_DIRECTIONS_
Copy out word for word the lines of the entries below, starting with the line that contains "Task: Where can the rocky" and going on through the very last line.

_SUPPLIED MATERIAL_
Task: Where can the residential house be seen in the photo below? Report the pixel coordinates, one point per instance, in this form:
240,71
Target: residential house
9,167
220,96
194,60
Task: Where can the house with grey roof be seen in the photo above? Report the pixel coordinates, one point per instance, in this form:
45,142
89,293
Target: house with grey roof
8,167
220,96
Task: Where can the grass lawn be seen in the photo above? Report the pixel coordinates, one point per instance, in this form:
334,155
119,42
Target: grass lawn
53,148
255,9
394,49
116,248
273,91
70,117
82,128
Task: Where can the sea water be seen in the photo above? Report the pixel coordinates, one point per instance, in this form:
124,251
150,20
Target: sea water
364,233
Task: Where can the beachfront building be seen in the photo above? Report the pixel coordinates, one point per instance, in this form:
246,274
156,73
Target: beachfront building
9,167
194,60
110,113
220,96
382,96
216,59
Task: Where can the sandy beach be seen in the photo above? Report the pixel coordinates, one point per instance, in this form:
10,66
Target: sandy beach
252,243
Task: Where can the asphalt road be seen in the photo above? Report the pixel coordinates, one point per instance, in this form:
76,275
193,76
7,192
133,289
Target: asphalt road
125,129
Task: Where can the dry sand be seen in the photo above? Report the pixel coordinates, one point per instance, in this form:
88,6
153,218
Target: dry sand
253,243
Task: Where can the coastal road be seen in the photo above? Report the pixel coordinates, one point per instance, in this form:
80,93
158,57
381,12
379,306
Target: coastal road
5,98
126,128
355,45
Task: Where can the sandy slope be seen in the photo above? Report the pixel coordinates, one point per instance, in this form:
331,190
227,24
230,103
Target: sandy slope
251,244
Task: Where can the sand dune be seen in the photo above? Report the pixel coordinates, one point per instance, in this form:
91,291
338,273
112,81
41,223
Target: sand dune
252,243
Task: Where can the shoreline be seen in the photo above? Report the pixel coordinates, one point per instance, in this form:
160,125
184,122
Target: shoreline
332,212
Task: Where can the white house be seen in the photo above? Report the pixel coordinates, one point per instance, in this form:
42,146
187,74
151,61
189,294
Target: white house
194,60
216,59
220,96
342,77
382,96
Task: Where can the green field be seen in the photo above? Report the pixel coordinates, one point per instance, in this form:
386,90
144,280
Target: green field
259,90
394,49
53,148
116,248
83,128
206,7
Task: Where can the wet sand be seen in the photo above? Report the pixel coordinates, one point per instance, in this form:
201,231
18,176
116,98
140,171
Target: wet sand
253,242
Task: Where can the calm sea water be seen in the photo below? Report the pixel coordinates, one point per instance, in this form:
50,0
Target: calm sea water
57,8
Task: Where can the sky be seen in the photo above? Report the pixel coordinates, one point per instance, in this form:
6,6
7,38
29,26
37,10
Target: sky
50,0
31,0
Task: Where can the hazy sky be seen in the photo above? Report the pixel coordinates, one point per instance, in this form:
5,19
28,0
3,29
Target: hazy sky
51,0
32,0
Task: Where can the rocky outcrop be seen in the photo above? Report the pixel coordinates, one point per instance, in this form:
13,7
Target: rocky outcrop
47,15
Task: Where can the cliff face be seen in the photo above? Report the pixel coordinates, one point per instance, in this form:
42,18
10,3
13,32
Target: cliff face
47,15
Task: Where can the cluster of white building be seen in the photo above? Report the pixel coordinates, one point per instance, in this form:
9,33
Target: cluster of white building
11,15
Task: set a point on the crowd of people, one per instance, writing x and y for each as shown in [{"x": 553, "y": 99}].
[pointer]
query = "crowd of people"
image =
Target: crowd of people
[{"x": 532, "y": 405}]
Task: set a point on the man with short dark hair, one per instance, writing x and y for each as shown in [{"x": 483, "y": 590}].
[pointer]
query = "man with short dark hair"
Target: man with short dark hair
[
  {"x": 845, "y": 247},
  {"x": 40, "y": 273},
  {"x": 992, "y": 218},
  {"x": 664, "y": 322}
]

_RESPONSE TO THIS EXERCISE_
Task: Where can the rocky outcrop be seen in the photo above? Report the pixel coordinates, one point per instance, in this form:
13,7
Target: rocky outcrop
47,15
Task: Where can the cliff face be seen in the photo above? Report the pixel coordinates, one point per instance, in this form:
42,18
10,3
13,32
Target: cliff face
47,15
Task: Where can the cluster of white building be seen in the photo above? Report the pixel coordinates, one point per instance, in this form:
9,33
Target: cluster of white building
11,15
Task: set a point on the crowd of people, one per instance, writing x and y for each as shown in [{"x": 553, "y": 99}].
[pointer]
query = "crowd of people"
image =
Target: crowd of people
[{"x": 532, "y": 405}]
Task: set a point on the man with short dark hair, one per instance, writing x and y for each as shown in [{"x": 483, "y": 590}].
[pointer]
query = "man with short dark hair"
Target: man with short dark hair
[
  {"x": 845, "y": 247},
  {"x": 40, "y": 273},
  {"x": 992, "y": 218},
  {"x": 664, "y": 322}
]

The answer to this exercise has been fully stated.